— Start Selected excerpt —

Don’t let this put you off, but this is basically a 21st century Pat Benatar power ballad. If you want a bracing Nordic electro blast then this is it. If you have worn out your 3rd copy of Robyn’s Body Talk then this is for you. If you want to see a grown woman covered in sick tattoos sing the heck out of an ambivalent cybernetic love song then this is your jam. If you like syncopated vocal lines and big mountains made of synths and breathy backing vocals then step this way. Huge potential goosebumps whether it is in Icelandic or English. Top five in Kyiv. (Disclaimer: I also said that about Hear Them Calling)  


Þhordis & Júlí – Heim til þín/Get Back Home

Modern country & western is becoming one of those genres that you can safely get away with at Eurovision. Of course, the best ever Eurovision country song is Texas Lightning’s No No Never, with Calm After The Storm a reasonably distant second. This is a song much more from the mould that gave us Monica & Vaidas from Lithuania singing This Time, and as such the success of this song will depend hugely on the on-stage chemistry between Þhordis & Júlí. If we ship it, they might find themselves on the way to Kyiv, and probably doing the English version too.

Dadi Freyr Petursson – Hvað með það?/Is This Love?

Another song aimed straight at my heart. This is an ADORABLE song about two introverts skirting the narrow line between failure and success when flirting. Dadi looks like a super sweet long haired nerd who knows his way around a Moog – check out this video from his other project Mixophrygian. Like I say, targeted straight at my heart. I’d hope to stage this with him doing a bit of stage interaction with the backing singer who is playing the part of the girl in the song, and have them both dressed as if they are wallflowers at indie discos. Cardigans, DMs, shy looks from under their respective fringes. If it wins, send it in English, But it won’t win Songvakeppnin. We can’t have nice things like this.

— End Selected excerpt —

> **What to do**
[1] In the song reviews, which song is called the best ever Eurovision country song?
[2] Quote the part of the song reviews that opens with the words containing "Don’t let this" and closes with "Hear Them Calling)".

— Start Dataset entries —

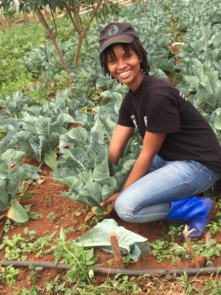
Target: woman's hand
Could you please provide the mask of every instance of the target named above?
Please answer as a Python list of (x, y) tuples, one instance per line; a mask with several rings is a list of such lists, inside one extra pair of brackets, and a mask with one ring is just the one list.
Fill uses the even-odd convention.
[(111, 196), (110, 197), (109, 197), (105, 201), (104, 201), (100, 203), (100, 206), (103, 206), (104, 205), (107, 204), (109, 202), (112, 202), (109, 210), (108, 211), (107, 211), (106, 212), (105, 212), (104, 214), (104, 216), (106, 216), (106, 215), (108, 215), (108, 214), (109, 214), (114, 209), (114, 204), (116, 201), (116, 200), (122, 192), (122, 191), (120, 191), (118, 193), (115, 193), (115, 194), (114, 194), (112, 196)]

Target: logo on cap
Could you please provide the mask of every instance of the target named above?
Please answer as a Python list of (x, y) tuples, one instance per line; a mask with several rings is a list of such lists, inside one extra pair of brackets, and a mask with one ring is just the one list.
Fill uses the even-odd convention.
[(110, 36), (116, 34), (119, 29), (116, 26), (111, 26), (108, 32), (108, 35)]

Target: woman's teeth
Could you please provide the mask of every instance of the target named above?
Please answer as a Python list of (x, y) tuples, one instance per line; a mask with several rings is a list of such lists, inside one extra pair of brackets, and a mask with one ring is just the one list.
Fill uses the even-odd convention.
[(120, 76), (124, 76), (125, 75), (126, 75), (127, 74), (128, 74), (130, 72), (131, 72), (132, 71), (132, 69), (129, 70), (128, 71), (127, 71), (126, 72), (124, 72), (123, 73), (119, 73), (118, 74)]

— End Dataset entries —
— Start Dataset entries —

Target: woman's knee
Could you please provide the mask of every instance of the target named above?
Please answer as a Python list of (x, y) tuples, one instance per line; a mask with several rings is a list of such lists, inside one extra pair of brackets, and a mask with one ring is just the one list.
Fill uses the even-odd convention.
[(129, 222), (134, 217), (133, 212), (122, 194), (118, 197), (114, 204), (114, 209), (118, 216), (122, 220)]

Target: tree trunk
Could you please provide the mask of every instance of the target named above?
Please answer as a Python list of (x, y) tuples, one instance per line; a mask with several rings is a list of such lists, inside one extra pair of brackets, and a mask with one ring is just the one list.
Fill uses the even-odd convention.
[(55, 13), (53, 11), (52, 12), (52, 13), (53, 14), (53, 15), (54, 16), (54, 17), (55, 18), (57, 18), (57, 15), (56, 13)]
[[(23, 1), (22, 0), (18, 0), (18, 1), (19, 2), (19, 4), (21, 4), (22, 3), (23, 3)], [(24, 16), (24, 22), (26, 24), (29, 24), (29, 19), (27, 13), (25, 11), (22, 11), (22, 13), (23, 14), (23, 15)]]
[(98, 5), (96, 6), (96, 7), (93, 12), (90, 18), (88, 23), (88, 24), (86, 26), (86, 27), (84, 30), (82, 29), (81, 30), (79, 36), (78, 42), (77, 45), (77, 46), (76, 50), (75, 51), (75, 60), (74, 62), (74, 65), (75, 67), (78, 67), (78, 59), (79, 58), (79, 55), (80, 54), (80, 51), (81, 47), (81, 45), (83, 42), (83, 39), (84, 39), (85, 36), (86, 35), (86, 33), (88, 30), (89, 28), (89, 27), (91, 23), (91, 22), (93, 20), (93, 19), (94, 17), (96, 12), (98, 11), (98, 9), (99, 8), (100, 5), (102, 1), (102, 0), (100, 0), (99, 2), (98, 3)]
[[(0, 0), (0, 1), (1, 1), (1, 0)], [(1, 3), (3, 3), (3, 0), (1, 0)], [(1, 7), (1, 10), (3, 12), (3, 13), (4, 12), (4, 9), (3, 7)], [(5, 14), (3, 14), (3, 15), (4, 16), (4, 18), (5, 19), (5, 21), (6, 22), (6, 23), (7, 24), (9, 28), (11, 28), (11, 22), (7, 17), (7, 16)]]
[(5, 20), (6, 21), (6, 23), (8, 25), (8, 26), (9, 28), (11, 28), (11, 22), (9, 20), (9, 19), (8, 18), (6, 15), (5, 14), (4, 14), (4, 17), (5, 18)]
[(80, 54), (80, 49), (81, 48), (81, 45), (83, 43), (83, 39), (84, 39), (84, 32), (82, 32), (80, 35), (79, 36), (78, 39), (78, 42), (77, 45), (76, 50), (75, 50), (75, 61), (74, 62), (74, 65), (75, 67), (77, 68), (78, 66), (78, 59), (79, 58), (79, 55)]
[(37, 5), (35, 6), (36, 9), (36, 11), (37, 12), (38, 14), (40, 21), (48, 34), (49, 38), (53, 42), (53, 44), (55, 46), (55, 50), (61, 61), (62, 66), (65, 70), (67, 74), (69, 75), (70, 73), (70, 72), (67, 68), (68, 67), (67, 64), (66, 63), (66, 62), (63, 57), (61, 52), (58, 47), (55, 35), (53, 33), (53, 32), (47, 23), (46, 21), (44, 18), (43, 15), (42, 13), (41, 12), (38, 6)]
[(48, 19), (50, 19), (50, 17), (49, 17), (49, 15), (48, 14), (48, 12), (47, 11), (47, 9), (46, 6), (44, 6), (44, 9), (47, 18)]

— End Dataset entries —

> **Solutions by task**
[1] Texas Lightning’s No No Never

[2]
Don’t let this put you off, but this is basically a 21st century Pat Benatar power ballad. If you want a bracing Nordic electro blast then this is it. If you have worn out your 3rd copy of Robyn’s Body Talk then this is for you. If you want to see a grown woman covered in sick tattoos sing the heck out of an ambivalent cybernetic love song then this is your jam. If you like syncopated vocal lines and big mountains made of synths and breathy backing vocals then step this way. Huge potential goosebumps whether it is in Icelandic or English. Top five in Kyiv. (Disclaimer: I also said that about Hear Them Calling)